## [YOUR TASK]
Please copy every line of the material exactly.

LISTED RECORDS section start

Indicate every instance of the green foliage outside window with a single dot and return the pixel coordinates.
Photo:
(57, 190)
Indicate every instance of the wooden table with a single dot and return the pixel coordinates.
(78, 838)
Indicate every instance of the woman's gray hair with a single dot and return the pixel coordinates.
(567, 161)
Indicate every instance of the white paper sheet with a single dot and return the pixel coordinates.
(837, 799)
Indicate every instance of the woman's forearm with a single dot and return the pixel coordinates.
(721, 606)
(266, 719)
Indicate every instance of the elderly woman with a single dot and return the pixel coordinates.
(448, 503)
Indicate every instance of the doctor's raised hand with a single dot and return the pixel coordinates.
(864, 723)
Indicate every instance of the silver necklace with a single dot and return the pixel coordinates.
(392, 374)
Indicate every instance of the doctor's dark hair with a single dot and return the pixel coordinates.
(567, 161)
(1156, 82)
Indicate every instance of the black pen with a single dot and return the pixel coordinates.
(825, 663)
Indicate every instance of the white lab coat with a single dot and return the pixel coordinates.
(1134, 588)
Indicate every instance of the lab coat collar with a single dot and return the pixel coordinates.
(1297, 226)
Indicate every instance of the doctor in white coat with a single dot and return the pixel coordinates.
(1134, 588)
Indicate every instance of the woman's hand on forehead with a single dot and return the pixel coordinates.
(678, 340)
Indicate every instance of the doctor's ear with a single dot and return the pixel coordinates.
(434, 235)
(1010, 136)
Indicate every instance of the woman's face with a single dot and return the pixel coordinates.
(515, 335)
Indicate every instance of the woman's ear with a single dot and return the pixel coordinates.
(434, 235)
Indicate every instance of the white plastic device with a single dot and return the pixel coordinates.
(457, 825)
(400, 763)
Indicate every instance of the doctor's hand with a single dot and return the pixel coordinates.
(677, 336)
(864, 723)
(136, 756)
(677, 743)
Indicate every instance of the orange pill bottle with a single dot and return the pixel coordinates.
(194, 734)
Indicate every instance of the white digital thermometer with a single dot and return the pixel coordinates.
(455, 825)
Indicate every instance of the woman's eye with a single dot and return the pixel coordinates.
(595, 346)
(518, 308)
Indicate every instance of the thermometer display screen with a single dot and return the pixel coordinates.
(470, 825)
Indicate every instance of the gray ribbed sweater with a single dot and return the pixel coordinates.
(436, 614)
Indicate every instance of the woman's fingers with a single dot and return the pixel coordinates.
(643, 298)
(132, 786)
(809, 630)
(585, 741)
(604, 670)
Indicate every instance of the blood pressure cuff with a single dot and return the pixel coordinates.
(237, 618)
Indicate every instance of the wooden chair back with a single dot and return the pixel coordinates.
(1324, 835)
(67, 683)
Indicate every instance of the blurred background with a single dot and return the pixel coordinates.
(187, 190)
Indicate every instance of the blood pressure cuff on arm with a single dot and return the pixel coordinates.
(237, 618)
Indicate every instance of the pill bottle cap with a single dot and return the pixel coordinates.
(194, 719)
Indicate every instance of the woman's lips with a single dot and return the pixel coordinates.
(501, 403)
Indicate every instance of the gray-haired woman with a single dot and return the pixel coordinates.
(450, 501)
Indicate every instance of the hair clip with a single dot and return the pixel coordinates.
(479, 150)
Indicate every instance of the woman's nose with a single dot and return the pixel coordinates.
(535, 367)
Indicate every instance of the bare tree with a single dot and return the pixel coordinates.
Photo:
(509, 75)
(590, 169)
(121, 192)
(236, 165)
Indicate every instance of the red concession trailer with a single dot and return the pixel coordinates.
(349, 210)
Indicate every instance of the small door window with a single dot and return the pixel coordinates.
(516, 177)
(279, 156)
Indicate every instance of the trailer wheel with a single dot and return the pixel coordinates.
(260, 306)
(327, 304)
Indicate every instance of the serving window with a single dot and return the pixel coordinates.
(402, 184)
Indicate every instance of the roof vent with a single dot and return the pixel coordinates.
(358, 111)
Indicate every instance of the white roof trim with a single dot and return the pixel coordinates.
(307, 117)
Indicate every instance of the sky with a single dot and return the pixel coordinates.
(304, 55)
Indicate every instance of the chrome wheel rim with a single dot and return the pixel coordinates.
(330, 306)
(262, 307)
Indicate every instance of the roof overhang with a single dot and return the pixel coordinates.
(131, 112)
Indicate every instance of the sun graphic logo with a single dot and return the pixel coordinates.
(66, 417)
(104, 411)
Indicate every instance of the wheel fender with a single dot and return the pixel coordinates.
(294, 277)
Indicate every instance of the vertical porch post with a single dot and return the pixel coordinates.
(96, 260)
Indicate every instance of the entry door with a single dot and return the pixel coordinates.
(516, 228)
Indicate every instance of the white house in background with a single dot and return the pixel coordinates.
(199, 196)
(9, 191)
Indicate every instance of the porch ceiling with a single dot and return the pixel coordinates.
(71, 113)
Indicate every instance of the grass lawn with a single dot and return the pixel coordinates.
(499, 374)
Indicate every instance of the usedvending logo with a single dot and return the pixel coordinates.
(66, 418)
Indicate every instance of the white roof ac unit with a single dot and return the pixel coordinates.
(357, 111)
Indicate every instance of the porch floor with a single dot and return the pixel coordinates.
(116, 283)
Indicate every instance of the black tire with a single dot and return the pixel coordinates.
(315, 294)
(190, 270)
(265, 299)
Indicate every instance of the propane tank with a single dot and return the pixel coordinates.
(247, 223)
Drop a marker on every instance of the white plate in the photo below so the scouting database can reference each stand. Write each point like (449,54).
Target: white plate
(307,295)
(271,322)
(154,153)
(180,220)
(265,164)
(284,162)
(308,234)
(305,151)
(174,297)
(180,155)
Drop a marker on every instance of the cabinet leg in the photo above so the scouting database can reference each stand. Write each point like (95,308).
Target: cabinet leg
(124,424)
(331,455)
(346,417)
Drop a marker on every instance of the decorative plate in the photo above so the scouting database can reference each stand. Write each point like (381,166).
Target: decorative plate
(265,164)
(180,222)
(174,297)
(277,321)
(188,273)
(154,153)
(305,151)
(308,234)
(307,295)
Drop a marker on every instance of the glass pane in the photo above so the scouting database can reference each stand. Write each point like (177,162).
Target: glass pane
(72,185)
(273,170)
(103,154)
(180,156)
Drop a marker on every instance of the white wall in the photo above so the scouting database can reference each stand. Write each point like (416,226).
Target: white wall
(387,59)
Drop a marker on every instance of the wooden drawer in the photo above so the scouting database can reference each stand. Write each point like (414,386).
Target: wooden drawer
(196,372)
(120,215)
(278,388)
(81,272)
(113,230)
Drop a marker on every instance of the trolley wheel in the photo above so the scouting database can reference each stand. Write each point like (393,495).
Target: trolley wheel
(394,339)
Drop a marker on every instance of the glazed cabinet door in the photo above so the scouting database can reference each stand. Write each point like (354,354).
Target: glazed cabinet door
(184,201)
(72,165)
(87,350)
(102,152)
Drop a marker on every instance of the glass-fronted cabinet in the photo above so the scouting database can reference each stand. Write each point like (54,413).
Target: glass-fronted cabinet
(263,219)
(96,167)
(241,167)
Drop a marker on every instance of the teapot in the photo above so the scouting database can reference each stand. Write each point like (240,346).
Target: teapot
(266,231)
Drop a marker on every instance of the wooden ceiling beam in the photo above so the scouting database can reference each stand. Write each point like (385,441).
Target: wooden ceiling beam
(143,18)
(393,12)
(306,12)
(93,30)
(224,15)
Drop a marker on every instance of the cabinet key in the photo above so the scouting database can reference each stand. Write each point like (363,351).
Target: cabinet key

LISTED RECORDS section end

## [ANSWER BOX]
Indicate every instance of the green foliage outside window with a single dot and return the pixel coordinates.
Photo:
(57, 190)
Indicate every instance of the wooden table with a single dot and return the pixel coordinates.
(78, 838)
Indicate every instance of the woman's gray hair with a single dot and return the pixel coordinates.
(567, 161)
Indicate every instance of the white paper sheet with a single dot and return the pixel coordinates.
(837, 799)
Indicate every instance of the woman's forearm with a single dot and return the pixel coordinates.
(721, 606)
(266, 719)
Indicate every instance of the elderly woman with a single dot and return the pixel coordinates.
(448, 503)
Indicate every instance of the doctor's raised hand with a single dot and return the pixel coordinates.
(864, 723)
Indicate every instance of the silver necklace with a single dot and return the pixel coordinates.
(392, 374)
Indicate every instance of the doctor's dark hair with a single dot and return the pixel coordinates.
(567, 161)
(1156, 82)
Indicate every instance of the black pen with a single dot and return the pixel coordinates.
(825, 663)
Indicate every instance of the white lab coat with a single dot and return the pixel coordinates.
(1134, 588)
Indicate every instance of the lab coat collar with a single dot and return the pixel coordinates.
(1297, 226)
Indicate every instance of the doctor in white coat with a single dot and return the pixel coordinates.
(1134, 588)
Indicate every instance of the woman's hand on forehead with a single dot and return the pixel coordinates.
(678, 340)
Indicate every instance of the doctor's ear with a single dot and return the pixel coordinates.
(434, 235)
(1010, 136)
Indicate every instance of the woman's face with a single dot and return the pixel coordinates.
(515, 335)
Indicate every instance of the woman's ear with a single dot and return the pixel coordinates.
(434, 235)
Indicate every instance of the white plastic device with a single dot and return the pixel coordinates.
(457, 825)
(400, 763)
Indicate every instance of the doctor's hand with a single dot and return the pixel coordinates.
(677, 336)
(864, 723)
(136, 756)
(677, 743)
Indicate every instance of the orange pill bottle with a single dot and return the pixel coordinates.
(194, 734)
Indicate every instance of the white digital thermometer with a single dot and return the pixel coordinates.
(455, 825)
Indicate every instance of the woman's eye with a single dot and return the pixel coordinates.
(595, 346)
(518, 308)
Indicate every instance of the thermometer display screen with a single dot and return the pixel coordinates.
(470, 825)
Indicate every instance of the gray ribbed sweater with a single dot and return the pixel coordinates.
(436, 614)
Indicate every instance of the woman's fingers with a single dot and return the pixel coordinates.
(643, 298)
(132, 786)
(809, 630)
(585, 741)
(604, 670)
Indicate every instance of the blood pressure cuff with a single dot and return the pixel coordinates.
(237, 618)
Indicate every instance of the wooden chair back with a single dot and return the pixel coordinates.
(1324, 835)
(67, 683)
Indicate every instance of the blurred background with a single dot and return the pixel coordinates.
(187, 190)
Indicate every instance of the blood pressure cuff on arm with a single dot and return the pixel coordinates.
(237, 618)
Indicate every instance of the pill bottle cap with a single dot and return the pixel coordinates.
(194, 719)
Indicate every instance of the woman's lips with a single dot and return the pixel coordinates.
(501, 403)
Indicate every instance of the gray-haired woman with a single dot and return the pixel coordinates.
(450, 501)
Indicate every instance of the hair clip with a single dot and return the pixel coordinates.
(479, 150)
Indicate every instance of the woman's nose with a single dot and return the pixel coordinates.
(535, 367)
Indicate every instance of the bare tree with a single dot and return the pixel coordinates.
Photo:
(509, 75)
(590, 169)
(121, 192)
(236, 165)
Indicate every instance of the red concession trailer with a single dot and return the pixel coordinates.
(349, 210)
Indicate every instance of the small door window with a single dot and return the pixel coordinates.
(516, 177)
(279, 156)
Indicate every instance of the trailer wheel with a single dot and return the pixel coordinates.
(260, 306)
(327, 304)
Indicate every instance of the serving window with a single dot and return the pixel coordinates.
(402, 184)
Indicate every instance of the roof vent with a single dot and return the pixel coordinates.
(358, 111)
Indicate every instance of the white roof trim with a single dot and return the pixel coordinates.
(307, 117)
Indicate every instance of the sky with a single dot and return the pixel coordinates.
(304, 55)
Indicate every instance of the chrome wheel rim with a single dot and return the pixel coordinates.
(330, 306)
(262, 307)
Indicate every instance of the roof overhang with a single dot and return the pixel coordinates.
(131, 112)
Indicate every instance of the sun graphic logo with a single dot and return the pixel coordinates.
(66, 417)
(104, 411)
Indicate every instance of the wheel fender with a single dot and return the pixel coordinates.
(294, 277)
Indicate every instance of the vertical porch post with a single dot and return the pixel coordinates.
(96, 260)
Indicate every instance of the entry door with a single dot and return the pixel coordinates.
(516, 228)
Indicate every instance of the white house in background with a single dot and return the pixel coordinates.
(199, 196)
(9, 191)
Indicate every instance of the porch ceiling with a single dot and return the pixel coordinates.
(71, 113)
Indicate every instance of the grass lawn with a single dot and return the pixel coordinates.
(499, 374)
Indicate every instance of the usedvending logo with a single dot and return the pixel coordinates.
(66, 418)
Indicate every instance of the white roof ac unit with a single dot and return the pixel coordinates.
(357, 111)
Indicate every instance of the porch floor with a single dot and return the pixel coordinates.
(116, 283)
Indicate every instance of the black tire with a single dot and return the pixel coordinates.
(315, 294)
(190, 270)
(265, 299)
Indicate every instance of the propane tank with a single dot and return the pixel coordinates.
(247, 223)
Drop a marker on every instance of the white plate in the photo below so the scouting database can reference each stand. Write each point like (449,54).
Target: white plate
(307,295)
(271,322)
(154,153)
(180,220)
(265,164)
(284,162)
(308,234)
(305,151)
(174,297)
(180,155)
Drop a marker on every instance of the cabinet leg in the photo above so the scouting database can reference each stand. Write each point like (95,308).
Target: cabinet leg
(124,424)
(331,455)
(346,417)
Drop a marker on every instance of the decorative plate in the photo above so the scouting database can reference each stand. Write each point like (381,166).
Target: decorative plate
(265,164)
(180,222)
(174,297)
(277,321)
(188,273)
(154,153)
(305,151)
(308,234)
(307,295)
Drop a marker on every instance of the glass pane in the photo above so the scouting database can reference each stand. Write each point like (177,162).
Target: glass pane
(72,185)
(273,170)
(103,154)
(180,156)
Drop a marker on every instance of the white wall in the photo above so the scouting database can reference each stand. Write each point like (416,226).
Target: white wall
(387,59)
Drop a marker on every instance of the wooden drawer in the photo above so the scouting database can reference each stand. Write each point like (414,386).
Target: wooden drawer
(196,372)
(120,215)
(278,388)
(81,272)
(113,230)
Drop a marker on every instance of the trolley wheel in the photo above so the scouting database can reference each stand. Write each point like (393,495).
Target: trolley wheel
(394,339)
Drop a marker on every instance of the glazed cabinet door in the photo above so the scouting database can reference each stand. Write each point like (354,354).
Target: glazed cabinet door
(184,201)
(72,165)
(87,350)
(102,152)
Drop a marker on every instance of the glass-fronted cabinet in the photo above so the scouting database can reference each stand. Write each point like (54,413).
Target: glass-fronted cabinet
(263,219)
(96,167)
(241,167)
Drop a marker on every instance of the teapot in the photo above so the scouting database can reference each stand. Write each point like (240,346).
Target: teapot
(266,231)
Drop a marker on every instance of the wooden ceiling beam in the photo above so the scouting database can reference each stand. Write each point like (385,441).
Target: wooden ceiling beam
(143,18)
(393,12)
(306,12)
(93,30)
(224,15)
Drop a marker on every instance of the cabinet key in the photo above so the scouting database can reference each stand. Write each point like (363,351).
Target: cabinet key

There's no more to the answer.